TRY IT -
Omit every picture, then return each line of the data below exactly.
** Opening AVAILABLE RECORDS block **
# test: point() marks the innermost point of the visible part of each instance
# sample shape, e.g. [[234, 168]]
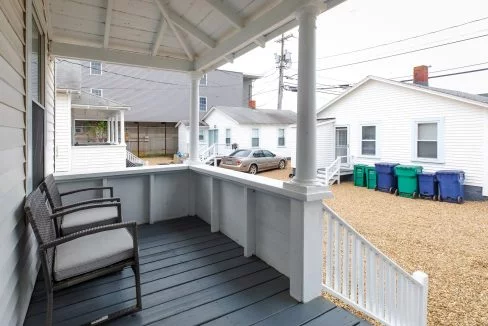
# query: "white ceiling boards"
[[181, 35]]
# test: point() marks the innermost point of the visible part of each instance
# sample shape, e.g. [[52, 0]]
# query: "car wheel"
** Closing AVAILABLE RECORDS block **
EXERCISE ANSWER -
# test: point() marks the innermost point of the visible part of each instance
# sample shape, e.g. [[234, 168]]
# query: "white ceiling boards"
[[181, 35]]
# test: point() marks the innermost point of the visible part of each instance
# sample shape, e.g. [[52, 0]]
# query: "car wheel"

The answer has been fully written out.